Passage given:
········
Multiple similar tasks can be created from single task, where each instance differs by few constants. This can reduce amount of code needed to make strategy, and will make it more manageable. In case of errors, they can be fixed in one place (in single file) and not in all separate task files. Having little code also encourages experimentation.

For example, if robot has to pick multiple objects of same type and similar way.

_instances=2
points=[ (100,200), (400,500) ]
def run():
	# use _i as task number and use it for generating different task based on number
	_print('this is task number: ', _i)
	
	# operator * is parameter expansion operator
	r.goto(*points[_i]) # <=> r.goto(points[_i][0], points[_i][1])
	pick()
	
	# do something only for instance #1
	if _i == 1:
		_print('doing this only on instance: ', _i)

This will create 2 tasks:

• 1. task will go to point (100,200) and pick something
• 2. task will go to point (400,500) and pick something

In theory all tasks can be made from single task, but idea is to use task instancing only when minimal changes exist between instances.

How to visualise

Requirements: blender 2.79, Tkinter, libboost-python-dev, g++

Blender:

You have to install blender 2.79 https://www.blender.org This version is OK https://download.blender.org/release/Blender2.79/latest/blender-2.79-e045fe53f1b0-linux-glibc217-x86_64.tar.bz2

And after that write the path to the Blender directory in the "run_blender" file. For example: path="/home/milos/Documents/memra/blender/"

Tkinter and libboost:

sudo apt-get update

sudo apt-get install python3-tk

sudo apt-get install libboost-python-dev

    sudo apt-get install g++

You need 3 terminals:

Open 1st terminal and type (STEP 1):

# clone pic-motion-driver repository (do this only once)
git clone https://github.com/memristor/pic-motion-driver
cd pic-motion-driver
# compile simulator (need gcc compiler)
make sim
# make virtual can0 device for communication of motion driver with mep2
sudo make dev dev=can0
# start motion driver
./sim can0

Open 2nd terminal and type (STEP 2):

# clone this repository (do this only once)
git clone https://github.com/memristor/mep2.git
cd mep2
./run_blender

Finally 3rd terminal (same directory - mep2), run this (each time you run strategy) (STEP 3):

# run helloworld strategy
ROBOT=helloworld ./main.py helloworld
# or
ROBOT=helloworld python3 main.py helloworld

Useful shortcuts for blender are:

• numpad 7 (top view)
• numpad 5 (toggle orthogonal projection and back to perspective projection)
• numpad 0 (jump to camera view and back)
• rotate with by holding middle mouse button and moving mouse
• strafe by holding shift + middle mouse button and moving mouse

Read coordinates:

• to read coordinates, use 3D cursor by clicking left mouse button anywhere on playing field.
• coordinates are scaled to match those that we use in mep2 (in millimeters)

Multiple Robots (3 robots example)

You can simulate like this up to 10 robots.
········
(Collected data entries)
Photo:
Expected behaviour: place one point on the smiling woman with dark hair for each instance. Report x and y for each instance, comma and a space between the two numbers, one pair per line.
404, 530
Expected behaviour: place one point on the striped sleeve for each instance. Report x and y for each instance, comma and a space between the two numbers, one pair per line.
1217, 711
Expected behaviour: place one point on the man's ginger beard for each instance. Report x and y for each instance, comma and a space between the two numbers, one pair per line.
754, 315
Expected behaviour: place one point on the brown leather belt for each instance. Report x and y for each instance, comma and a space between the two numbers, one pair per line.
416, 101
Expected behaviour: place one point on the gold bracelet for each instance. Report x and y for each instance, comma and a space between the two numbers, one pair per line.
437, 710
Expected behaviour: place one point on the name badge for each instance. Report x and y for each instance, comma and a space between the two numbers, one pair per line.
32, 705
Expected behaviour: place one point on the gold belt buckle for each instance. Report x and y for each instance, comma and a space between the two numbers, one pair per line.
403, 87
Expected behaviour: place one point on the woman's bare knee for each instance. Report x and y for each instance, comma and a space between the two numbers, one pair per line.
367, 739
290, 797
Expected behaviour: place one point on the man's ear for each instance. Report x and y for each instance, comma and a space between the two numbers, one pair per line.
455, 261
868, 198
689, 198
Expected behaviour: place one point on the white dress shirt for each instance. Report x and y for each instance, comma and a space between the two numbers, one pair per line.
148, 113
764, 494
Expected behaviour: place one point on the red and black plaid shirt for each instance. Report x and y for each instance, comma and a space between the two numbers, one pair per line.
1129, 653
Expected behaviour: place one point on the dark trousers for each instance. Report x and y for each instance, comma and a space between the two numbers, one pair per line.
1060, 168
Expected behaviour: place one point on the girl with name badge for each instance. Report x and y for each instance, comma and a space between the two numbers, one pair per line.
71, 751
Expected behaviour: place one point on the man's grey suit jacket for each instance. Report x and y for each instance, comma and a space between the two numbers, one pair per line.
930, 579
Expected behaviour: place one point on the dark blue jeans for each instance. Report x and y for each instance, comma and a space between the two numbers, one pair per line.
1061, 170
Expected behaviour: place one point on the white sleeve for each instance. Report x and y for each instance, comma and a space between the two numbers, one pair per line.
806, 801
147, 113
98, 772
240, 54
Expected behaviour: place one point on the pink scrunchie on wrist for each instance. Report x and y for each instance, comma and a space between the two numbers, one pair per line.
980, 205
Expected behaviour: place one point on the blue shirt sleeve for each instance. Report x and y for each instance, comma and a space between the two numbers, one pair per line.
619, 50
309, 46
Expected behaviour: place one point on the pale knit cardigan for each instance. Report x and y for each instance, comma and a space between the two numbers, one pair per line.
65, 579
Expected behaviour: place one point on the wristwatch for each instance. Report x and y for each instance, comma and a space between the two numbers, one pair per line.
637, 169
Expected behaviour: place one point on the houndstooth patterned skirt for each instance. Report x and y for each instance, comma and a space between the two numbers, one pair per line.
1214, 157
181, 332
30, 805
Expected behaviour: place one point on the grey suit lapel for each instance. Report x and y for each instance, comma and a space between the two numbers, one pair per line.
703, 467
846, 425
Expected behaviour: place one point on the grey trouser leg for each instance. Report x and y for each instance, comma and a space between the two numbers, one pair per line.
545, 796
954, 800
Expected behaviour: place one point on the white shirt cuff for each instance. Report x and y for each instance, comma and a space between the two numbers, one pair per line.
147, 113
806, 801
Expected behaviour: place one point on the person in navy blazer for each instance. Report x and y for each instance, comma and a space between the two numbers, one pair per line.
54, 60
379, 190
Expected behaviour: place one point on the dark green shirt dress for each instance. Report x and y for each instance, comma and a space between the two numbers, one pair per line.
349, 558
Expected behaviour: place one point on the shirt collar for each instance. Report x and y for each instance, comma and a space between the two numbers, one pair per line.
········
Job: Set down everything from "# clone pic-motion-driver" down to "(need gcc compiler)" in the passage on robot task instancing, word for word. The lines above were taken from a separate source.

Response to this exercise:
# clone pic-motion-driver repository (do this only once)
git clone https://github.com/memristor/pic-motion-driver
cd pic-motion-driver
# compile simulator (need gcc compiler)